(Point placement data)

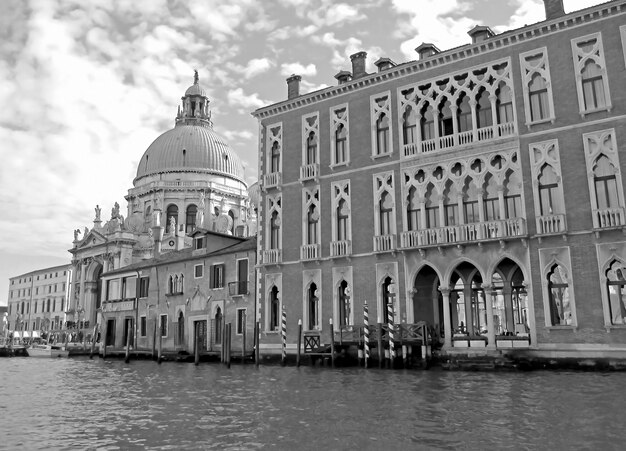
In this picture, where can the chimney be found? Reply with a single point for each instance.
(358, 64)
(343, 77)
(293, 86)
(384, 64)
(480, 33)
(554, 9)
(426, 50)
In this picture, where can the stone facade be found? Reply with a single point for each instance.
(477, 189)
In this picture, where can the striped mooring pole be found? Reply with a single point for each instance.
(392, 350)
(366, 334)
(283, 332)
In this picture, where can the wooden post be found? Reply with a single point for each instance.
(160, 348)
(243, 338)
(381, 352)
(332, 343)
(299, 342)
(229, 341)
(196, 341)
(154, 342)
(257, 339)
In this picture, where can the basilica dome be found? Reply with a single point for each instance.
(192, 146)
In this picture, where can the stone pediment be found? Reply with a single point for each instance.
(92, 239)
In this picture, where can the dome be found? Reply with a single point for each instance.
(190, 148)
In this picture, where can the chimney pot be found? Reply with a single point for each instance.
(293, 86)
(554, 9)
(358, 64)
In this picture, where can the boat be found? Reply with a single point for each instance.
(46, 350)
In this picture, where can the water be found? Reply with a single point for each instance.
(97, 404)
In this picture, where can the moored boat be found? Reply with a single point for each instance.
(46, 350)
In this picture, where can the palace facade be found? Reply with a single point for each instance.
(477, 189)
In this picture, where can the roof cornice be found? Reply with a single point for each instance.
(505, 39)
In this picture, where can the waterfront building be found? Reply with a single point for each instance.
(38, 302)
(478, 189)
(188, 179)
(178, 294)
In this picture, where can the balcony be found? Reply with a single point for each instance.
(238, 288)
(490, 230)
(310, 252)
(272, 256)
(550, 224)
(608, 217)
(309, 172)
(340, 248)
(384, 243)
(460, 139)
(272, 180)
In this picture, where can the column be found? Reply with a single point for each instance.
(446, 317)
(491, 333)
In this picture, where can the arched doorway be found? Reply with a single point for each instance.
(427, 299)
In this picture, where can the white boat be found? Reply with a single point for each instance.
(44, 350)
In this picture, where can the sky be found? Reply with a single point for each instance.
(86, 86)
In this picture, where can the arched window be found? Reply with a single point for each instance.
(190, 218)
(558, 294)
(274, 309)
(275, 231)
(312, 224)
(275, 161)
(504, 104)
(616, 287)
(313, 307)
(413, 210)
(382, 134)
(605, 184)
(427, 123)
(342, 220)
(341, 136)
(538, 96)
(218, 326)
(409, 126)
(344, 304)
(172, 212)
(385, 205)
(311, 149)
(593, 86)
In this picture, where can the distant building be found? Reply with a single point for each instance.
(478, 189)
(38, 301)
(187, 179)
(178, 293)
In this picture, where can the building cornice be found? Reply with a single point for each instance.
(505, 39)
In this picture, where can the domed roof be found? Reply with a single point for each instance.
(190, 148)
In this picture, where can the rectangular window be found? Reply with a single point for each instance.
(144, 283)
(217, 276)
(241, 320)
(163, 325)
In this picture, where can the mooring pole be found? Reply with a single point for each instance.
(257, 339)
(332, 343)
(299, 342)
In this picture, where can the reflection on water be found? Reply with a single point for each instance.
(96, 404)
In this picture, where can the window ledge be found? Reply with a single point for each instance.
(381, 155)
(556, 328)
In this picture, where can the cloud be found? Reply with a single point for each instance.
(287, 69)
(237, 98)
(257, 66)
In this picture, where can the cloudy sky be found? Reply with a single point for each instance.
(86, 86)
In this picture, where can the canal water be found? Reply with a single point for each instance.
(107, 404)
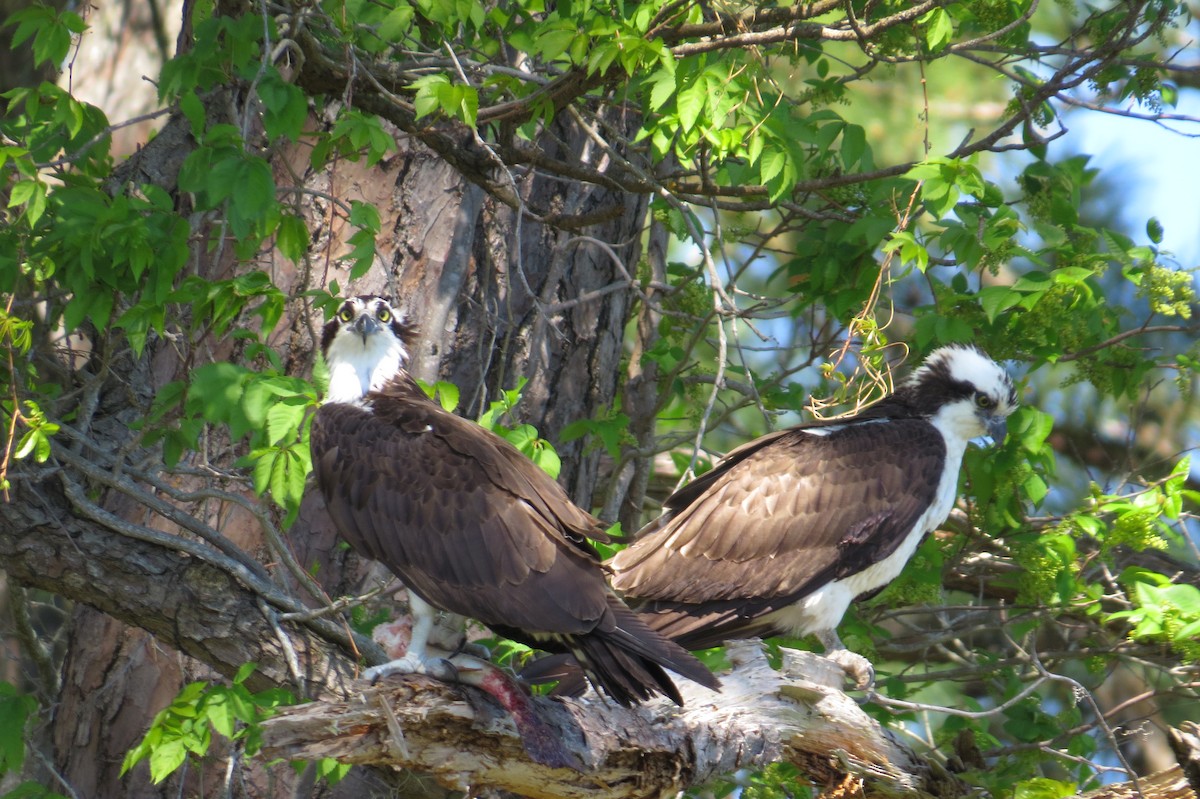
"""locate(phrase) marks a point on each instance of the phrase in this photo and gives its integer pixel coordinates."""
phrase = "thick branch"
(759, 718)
* * *
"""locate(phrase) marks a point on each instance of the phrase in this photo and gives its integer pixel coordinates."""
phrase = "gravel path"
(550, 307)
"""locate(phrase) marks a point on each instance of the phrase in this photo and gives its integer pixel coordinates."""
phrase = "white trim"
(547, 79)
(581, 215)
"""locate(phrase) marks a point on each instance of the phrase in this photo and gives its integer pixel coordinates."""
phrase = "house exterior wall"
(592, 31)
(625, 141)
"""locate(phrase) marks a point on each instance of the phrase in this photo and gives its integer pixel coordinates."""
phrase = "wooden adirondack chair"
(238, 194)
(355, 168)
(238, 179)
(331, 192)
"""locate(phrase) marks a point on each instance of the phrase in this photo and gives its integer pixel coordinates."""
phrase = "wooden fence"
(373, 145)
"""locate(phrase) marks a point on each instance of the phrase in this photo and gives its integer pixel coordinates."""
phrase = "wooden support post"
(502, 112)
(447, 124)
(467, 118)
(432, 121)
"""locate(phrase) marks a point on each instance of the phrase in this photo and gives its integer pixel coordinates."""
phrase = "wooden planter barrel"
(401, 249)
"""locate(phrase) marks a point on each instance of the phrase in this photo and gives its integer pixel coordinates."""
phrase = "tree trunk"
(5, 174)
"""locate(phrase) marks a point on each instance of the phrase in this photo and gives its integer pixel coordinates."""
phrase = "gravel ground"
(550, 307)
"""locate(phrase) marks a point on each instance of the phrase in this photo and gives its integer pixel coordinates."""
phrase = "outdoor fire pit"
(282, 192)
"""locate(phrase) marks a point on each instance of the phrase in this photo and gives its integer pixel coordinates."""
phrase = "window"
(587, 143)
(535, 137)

* [THE REQUEST]
Identify every line in the data above that contains the word "building", and copy each such line. Case counts.

* [OUTPUT FOR THIS TASK]
In this picture, where can the waterfront building be found? Reply with a single point for each instance.
In this picture, where can the distant building be found? Reply with a single point for each instance.
In this picture, where can the building cornice be found? Reply with a single point for each instance.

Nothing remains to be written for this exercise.